● Dataset entries:

============================================================

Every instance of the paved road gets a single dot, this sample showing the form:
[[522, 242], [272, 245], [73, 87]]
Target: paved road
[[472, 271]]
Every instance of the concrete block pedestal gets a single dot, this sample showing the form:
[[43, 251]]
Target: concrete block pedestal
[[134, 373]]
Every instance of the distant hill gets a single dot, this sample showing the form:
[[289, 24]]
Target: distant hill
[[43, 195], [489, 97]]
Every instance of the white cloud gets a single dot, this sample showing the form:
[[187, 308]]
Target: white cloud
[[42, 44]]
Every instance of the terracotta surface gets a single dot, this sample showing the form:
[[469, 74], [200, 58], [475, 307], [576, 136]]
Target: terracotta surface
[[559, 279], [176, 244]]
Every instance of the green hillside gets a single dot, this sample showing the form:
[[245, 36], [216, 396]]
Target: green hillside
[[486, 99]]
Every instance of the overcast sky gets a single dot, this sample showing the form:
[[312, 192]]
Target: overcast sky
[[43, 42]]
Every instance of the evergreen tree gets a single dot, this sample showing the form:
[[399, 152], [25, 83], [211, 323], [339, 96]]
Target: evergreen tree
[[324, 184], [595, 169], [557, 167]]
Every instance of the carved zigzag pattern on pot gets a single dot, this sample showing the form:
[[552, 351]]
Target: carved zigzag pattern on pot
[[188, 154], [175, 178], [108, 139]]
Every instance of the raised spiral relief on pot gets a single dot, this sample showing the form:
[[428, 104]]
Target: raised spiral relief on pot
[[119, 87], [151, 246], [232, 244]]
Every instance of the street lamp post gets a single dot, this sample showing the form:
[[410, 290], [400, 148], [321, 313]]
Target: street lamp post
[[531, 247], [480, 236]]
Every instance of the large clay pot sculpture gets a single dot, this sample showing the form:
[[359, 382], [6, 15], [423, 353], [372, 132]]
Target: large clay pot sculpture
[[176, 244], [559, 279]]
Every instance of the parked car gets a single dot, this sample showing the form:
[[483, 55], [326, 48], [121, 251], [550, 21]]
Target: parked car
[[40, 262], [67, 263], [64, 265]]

============================================================

● Task brief: Copy, without any change, the lines above from the one containing "[[410, 290], [400, 148], [321, 313]]" to the end, both ends included. Add nothing else.

● Solution for this problem:
[[410, 290], [400, 148], [321, 313]]
Target: street lamp post
[[531, 247], [480, 236]]
Every instance of the large clay pot sculpture gets a single dot, this sample showing the form:
[[359, 382], [6, 15], [423, 353], [372, 132]]
Target: large clay pot sculpture
[[176, 244], [559, 279]]
Every instance of the parked car gets a single dot, this sample showing the form:
[[483, 55], [326, 48], [121, 251], [550, 21]]
Target: parked car
[[40, 262], [67, 263], [64, 265]]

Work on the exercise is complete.